:: Exercise requirements ::
All that is needed is every line of the listing below that has "white".

:: Supplied data ::
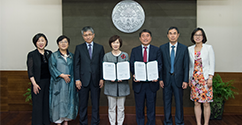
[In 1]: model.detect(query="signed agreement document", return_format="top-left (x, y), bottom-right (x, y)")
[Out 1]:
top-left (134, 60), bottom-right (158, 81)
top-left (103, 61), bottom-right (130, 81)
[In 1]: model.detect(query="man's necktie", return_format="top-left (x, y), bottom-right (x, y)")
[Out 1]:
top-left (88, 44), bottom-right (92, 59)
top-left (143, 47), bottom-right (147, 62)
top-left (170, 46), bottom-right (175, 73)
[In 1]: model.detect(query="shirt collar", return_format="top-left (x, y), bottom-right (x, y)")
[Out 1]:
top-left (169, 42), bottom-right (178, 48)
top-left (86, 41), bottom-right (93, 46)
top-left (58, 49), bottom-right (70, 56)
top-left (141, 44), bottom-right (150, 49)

---

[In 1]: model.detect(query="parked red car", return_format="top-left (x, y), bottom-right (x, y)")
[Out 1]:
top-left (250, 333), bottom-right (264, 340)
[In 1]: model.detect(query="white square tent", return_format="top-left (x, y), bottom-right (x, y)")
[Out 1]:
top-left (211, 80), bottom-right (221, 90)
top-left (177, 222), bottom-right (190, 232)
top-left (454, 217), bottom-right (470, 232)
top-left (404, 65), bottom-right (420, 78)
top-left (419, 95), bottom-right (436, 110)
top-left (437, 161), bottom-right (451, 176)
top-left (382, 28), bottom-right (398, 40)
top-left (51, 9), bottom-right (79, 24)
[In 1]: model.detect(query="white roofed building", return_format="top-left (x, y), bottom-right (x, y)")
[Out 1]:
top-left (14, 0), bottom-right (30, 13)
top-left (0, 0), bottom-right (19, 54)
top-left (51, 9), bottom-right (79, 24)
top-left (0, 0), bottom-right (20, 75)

:: Written solution ::
[In 1]: model.detect(query="white square tent", return_format="top-left (x, y), bottom-right (x, y)")
[In 1]: model.detect(query="white roofed building", return_format="top-left (x, y), bottom-right (x, y)")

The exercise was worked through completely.